**Task directions**
For the data below, please report each line where the word "countertop" is found.
(Data extract begins)
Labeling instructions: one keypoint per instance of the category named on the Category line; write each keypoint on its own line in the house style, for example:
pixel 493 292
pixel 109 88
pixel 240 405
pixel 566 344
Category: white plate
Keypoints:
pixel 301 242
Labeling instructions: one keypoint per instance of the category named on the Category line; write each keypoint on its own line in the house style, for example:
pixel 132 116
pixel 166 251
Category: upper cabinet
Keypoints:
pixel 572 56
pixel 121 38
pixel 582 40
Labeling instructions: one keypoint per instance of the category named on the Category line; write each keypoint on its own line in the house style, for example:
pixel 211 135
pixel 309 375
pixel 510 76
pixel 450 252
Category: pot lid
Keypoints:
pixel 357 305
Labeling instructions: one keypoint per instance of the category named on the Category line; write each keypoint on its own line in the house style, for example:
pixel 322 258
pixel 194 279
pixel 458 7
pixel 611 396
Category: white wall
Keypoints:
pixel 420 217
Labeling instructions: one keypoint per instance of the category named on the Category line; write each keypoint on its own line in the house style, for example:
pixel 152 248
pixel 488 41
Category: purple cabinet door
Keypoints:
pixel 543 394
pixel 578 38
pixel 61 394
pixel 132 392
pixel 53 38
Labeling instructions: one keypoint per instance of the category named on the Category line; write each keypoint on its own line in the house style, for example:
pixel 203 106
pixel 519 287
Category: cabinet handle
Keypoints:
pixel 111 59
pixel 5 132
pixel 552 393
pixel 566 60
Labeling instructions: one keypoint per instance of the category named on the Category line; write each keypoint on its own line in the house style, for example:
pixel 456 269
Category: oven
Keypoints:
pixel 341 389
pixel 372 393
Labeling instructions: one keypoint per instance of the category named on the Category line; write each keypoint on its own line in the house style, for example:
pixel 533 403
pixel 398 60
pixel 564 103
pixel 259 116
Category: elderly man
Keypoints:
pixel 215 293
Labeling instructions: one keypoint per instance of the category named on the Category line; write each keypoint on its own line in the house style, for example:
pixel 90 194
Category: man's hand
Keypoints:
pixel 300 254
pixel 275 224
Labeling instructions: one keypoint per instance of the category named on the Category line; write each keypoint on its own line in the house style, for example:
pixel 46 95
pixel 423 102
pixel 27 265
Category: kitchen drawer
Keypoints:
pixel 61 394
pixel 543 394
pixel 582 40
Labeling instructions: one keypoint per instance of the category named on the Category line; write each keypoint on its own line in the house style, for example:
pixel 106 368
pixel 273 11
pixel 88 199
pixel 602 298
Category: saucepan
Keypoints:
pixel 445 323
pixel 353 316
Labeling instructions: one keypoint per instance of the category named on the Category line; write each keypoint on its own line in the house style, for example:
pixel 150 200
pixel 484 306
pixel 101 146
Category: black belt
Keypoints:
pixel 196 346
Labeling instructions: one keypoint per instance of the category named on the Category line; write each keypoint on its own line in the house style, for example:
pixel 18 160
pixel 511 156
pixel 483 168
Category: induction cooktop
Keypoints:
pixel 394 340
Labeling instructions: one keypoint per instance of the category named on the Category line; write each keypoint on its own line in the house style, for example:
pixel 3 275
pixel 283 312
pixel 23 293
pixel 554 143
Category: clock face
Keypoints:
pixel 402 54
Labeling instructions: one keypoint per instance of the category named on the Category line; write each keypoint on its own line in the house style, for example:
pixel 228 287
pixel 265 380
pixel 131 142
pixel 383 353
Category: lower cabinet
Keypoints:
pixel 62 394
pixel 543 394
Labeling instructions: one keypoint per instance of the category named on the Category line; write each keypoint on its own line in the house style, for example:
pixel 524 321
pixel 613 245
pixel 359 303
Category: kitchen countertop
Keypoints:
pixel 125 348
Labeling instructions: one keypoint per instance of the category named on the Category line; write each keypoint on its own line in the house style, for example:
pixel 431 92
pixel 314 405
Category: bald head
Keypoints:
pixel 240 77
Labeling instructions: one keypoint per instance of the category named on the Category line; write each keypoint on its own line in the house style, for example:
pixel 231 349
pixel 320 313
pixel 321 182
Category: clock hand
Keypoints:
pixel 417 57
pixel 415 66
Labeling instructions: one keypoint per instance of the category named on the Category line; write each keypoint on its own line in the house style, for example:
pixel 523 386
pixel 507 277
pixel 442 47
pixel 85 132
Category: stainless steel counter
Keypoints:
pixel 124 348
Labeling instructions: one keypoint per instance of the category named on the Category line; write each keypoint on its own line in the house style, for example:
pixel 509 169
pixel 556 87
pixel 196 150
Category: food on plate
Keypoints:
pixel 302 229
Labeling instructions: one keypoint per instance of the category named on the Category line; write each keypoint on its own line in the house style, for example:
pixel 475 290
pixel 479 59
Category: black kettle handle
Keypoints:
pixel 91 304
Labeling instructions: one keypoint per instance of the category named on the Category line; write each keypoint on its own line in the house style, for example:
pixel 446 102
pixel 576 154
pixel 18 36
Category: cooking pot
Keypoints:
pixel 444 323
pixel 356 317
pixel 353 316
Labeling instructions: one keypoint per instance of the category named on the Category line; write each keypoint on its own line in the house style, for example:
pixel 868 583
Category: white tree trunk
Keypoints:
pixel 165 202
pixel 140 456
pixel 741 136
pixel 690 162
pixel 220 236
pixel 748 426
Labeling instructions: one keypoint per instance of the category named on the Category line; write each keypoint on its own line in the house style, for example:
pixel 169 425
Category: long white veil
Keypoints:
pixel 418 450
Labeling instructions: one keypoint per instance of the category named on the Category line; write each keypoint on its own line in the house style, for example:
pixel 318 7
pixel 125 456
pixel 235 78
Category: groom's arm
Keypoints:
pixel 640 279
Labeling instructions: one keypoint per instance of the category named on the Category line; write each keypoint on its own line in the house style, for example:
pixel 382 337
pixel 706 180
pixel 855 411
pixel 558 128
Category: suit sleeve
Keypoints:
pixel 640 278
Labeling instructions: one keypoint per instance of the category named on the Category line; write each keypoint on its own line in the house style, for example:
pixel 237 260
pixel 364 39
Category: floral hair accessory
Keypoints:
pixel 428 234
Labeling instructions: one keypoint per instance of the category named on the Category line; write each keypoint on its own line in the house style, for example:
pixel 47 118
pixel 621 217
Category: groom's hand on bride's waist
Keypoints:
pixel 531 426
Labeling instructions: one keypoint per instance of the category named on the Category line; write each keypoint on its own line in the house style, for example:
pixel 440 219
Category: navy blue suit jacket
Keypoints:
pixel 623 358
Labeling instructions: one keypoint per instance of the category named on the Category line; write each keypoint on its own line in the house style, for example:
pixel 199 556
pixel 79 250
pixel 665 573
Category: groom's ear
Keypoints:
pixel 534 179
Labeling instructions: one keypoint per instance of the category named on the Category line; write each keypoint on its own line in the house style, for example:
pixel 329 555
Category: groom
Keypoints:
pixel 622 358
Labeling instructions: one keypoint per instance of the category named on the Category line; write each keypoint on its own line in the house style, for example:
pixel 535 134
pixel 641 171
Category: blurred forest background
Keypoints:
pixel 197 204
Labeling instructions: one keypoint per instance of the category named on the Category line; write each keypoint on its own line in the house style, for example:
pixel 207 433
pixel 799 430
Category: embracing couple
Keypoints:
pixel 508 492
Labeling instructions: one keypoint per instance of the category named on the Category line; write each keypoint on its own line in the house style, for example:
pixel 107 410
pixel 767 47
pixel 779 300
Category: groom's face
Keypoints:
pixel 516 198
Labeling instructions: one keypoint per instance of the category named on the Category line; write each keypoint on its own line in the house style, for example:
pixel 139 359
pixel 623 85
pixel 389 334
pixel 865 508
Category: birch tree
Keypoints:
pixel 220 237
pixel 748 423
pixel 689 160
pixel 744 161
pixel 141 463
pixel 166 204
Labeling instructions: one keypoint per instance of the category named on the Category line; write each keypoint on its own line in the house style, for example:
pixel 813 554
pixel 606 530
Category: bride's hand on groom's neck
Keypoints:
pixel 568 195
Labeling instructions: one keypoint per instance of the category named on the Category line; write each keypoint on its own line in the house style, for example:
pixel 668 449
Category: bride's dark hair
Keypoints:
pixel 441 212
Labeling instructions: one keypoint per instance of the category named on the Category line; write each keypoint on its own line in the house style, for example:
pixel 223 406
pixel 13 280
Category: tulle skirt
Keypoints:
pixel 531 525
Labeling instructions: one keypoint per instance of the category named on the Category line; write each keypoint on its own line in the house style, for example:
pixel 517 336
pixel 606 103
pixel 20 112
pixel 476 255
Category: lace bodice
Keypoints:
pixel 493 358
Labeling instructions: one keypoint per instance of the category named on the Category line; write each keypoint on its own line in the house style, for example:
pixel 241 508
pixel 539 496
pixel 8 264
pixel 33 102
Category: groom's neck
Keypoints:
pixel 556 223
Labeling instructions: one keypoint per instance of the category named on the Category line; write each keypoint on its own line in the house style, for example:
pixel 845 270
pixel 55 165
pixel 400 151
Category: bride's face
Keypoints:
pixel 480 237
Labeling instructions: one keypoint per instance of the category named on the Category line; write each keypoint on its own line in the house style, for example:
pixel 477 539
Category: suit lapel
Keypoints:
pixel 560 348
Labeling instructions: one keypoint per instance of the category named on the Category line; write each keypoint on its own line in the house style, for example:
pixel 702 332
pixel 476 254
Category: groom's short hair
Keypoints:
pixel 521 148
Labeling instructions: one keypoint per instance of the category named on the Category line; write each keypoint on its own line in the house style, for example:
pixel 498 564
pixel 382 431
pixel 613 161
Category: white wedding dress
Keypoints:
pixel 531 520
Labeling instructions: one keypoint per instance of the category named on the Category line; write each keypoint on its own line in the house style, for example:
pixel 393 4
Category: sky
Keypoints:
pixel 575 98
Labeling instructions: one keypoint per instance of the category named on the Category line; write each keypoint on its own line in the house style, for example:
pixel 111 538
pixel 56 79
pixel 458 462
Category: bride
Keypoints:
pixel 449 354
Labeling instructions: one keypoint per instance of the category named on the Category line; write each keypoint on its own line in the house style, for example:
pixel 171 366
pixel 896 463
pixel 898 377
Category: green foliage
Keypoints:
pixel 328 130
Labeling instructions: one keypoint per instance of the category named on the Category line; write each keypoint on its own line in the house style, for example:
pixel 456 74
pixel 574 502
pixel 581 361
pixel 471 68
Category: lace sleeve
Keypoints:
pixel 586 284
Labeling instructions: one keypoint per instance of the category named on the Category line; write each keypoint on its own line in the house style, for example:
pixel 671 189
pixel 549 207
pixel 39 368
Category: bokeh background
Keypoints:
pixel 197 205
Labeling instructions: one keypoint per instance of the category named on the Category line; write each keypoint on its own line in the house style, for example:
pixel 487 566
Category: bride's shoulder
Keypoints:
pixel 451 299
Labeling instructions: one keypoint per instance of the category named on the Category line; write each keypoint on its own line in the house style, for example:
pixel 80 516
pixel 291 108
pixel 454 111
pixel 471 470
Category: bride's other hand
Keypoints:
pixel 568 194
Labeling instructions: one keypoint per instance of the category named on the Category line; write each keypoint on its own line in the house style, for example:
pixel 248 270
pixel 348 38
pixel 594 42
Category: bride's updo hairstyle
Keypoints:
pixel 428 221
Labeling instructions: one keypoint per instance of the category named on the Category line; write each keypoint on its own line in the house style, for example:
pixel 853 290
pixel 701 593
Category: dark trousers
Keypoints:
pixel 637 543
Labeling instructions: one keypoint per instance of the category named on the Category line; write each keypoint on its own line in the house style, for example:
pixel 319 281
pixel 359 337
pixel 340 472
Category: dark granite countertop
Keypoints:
(Data extract ends)
**Reply to the exercise**
Category: kitchen countertop
Category: dark granite countertop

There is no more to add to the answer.